• _Given task a_
Pick out every line of the records that contains the string "blazer", and copy each of those lines.

• _Reading passage_
---+---
Furthermore, you cannot replicate the trust and faith that brands and institutions build with their audiences just because you’re using the same tools they are. That’s just not how public relations or community management works. When I see the Office of National Intelligence doing nothing but aggregating content, disabling private messages and ignoring all questions and inquiries on Facebook, I see an organization completely missing the point of what social media is supposed to do. In an age where connecting with customers, constituents and concerned citizens is easier than ever, some organizations seem all the more determined to shut out peoples’ voices or just marginalize social users as geeky shut-ins with no social lives.

 

I’ve already heard the counter-argument from friends who work in politics that regulatory concerns prevent government agencies from being more transparent, which is a ridiculous excuse. If your intent is to be transparent but your ability to use these platforms is crippled by regulations and bureaucracy, why are you even using them? Either find alternate ways of reaching people or work on updating your policies so that they’re in line with the world we live in. Don’t expect people to consider it reasonable when you cite regulatory concerns for ignoring their inquiries on Facebook.
---+---
• _Rows_
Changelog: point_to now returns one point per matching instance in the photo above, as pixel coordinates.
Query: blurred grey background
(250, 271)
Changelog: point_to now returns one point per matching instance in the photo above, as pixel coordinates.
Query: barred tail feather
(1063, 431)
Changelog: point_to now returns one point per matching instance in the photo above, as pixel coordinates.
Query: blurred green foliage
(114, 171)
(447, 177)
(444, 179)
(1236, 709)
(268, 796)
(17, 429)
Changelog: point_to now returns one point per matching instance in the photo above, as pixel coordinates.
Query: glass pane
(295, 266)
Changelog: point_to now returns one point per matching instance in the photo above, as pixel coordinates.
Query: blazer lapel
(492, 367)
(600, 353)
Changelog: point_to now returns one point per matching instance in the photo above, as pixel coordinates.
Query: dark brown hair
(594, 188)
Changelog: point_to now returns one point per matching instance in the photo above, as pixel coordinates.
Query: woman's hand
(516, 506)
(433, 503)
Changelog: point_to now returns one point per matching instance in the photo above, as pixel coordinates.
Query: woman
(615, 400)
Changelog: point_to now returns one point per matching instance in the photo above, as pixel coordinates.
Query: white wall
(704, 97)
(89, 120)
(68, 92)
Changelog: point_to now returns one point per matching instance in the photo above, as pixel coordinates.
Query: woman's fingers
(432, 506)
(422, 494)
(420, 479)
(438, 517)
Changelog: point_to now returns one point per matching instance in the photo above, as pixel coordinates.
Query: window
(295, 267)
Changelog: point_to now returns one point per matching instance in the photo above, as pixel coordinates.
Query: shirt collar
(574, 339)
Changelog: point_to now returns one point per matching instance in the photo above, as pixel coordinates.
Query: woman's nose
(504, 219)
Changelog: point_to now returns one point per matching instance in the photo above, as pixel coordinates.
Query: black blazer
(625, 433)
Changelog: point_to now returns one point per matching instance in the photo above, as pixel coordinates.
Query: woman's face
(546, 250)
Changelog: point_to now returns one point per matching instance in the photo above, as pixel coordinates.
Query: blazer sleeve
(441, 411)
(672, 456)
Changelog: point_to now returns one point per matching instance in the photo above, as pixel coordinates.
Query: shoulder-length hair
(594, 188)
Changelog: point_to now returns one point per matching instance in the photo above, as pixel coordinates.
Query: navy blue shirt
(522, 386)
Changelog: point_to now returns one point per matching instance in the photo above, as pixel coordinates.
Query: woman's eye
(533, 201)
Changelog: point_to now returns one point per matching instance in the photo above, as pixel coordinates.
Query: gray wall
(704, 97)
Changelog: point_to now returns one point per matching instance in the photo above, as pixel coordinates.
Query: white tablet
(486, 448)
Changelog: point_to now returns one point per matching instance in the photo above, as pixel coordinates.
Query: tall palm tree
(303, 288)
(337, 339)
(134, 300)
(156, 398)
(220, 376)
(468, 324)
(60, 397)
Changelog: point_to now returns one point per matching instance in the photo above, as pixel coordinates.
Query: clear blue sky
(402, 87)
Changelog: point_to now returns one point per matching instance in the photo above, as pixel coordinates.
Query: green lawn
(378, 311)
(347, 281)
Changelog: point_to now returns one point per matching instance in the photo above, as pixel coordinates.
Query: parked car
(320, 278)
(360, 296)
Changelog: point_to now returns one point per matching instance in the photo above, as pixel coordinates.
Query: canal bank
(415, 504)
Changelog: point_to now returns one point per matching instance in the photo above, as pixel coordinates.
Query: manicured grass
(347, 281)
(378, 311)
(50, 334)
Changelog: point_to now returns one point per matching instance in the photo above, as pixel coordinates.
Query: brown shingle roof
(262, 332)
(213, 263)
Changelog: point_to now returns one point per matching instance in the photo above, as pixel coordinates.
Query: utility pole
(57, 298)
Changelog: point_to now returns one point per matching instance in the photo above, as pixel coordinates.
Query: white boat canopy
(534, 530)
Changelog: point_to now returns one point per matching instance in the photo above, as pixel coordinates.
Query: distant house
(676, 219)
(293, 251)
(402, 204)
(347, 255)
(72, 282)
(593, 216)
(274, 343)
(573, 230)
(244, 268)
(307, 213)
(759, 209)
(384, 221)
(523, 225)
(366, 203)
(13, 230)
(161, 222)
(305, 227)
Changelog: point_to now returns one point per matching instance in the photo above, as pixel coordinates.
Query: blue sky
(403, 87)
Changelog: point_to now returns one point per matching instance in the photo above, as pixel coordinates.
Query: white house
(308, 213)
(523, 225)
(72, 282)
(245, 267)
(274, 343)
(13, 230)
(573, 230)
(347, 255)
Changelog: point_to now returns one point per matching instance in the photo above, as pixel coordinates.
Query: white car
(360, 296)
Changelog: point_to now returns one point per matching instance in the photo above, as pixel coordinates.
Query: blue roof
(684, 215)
---+---
• _Given task b_
In the passage on social media and public institutions, what does the Office of National Intelligence do on Facebook besides aggregating content?

• _Answer a_
Query: blazer lapel
Query: black blazer
Query: blazer sleeve

• _Answer b_
It disables private messages and ignores all questions and inquiries.